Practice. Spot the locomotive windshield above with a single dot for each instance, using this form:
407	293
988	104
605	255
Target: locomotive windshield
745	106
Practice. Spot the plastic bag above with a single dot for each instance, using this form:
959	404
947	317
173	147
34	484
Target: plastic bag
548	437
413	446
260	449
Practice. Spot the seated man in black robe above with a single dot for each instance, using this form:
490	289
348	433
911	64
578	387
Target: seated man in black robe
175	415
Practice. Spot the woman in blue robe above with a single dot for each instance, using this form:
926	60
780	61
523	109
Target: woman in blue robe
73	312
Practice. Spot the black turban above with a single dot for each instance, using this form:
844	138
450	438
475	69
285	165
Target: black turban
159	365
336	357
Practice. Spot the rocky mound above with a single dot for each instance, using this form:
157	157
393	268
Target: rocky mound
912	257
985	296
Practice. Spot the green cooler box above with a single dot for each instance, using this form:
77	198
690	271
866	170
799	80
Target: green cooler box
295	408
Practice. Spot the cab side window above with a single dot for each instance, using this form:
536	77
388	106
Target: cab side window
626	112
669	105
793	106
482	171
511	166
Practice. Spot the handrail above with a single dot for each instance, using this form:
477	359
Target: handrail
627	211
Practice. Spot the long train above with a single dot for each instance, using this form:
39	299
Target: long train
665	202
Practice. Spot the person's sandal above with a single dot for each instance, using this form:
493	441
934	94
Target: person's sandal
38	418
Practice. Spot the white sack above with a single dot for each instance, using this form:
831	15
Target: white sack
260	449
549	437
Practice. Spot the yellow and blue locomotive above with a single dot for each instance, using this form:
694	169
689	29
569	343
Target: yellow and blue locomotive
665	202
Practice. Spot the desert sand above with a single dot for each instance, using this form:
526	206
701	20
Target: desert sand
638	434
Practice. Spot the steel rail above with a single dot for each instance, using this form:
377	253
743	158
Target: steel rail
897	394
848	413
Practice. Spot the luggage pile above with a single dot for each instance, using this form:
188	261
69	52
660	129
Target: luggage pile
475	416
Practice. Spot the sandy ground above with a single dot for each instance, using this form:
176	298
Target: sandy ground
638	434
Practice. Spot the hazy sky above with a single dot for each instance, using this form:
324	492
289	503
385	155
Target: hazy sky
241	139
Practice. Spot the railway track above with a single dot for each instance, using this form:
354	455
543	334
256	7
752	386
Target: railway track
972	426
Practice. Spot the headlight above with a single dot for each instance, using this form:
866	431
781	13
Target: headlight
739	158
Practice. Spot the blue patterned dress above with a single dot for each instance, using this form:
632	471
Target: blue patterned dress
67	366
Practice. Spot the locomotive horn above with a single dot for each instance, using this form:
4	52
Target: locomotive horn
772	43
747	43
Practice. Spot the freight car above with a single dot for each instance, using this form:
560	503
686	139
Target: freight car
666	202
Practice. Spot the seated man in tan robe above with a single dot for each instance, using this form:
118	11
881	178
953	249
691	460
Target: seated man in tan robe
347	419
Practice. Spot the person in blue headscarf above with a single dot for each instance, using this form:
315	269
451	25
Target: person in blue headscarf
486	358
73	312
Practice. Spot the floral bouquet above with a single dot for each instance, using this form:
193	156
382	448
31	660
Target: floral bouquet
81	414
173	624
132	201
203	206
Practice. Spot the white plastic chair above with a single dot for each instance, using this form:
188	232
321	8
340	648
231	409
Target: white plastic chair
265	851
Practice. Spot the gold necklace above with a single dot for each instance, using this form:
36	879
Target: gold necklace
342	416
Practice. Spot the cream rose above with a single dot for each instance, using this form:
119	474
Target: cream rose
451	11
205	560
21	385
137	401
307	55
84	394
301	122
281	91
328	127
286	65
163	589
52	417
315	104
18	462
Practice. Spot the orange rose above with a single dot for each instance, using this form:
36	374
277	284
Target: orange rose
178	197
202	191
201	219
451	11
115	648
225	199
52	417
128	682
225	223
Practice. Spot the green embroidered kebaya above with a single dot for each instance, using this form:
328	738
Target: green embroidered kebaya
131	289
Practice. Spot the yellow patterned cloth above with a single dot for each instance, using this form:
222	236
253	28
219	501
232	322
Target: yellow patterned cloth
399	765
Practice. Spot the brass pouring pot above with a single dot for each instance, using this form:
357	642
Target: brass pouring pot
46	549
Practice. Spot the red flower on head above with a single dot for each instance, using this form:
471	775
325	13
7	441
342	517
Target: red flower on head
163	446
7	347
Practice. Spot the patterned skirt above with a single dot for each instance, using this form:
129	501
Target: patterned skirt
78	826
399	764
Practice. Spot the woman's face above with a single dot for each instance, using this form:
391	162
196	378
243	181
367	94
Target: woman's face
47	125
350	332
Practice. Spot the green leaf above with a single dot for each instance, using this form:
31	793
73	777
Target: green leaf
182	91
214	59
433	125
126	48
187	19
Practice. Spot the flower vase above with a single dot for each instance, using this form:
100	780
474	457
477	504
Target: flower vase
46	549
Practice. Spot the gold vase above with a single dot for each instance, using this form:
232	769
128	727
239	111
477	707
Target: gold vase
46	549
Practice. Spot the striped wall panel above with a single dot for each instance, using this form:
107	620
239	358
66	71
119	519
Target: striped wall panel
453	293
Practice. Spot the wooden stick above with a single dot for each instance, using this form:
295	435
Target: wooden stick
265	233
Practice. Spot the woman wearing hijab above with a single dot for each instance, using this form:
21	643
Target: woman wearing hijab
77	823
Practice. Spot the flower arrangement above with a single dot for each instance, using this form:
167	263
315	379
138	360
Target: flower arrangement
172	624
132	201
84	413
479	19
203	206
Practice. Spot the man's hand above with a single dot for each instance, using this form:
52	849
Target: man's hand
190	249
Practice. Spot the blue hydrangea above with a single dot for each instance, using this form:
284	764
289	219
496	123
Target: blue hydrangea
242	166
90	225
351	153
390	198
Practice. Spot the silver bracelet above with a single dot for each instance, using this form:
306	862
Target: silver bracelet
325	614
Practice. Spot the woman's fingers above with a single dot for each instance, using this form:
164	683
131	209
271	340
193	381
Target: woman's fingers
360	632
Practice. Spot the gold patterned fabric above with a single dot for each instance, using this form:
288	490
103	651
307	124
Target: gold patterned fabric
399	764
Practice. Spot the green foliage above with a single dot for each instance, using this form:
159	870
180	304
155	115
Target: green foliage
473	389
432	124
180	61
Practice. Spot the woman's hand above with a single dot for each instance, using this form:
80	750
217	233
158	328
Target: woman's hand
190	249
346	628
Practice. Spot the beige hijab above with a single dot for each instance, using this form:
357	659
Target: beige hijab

:: Work required ::
Give the number of lines above that hold "beige", with no other words.

:: Exercise solution ::
2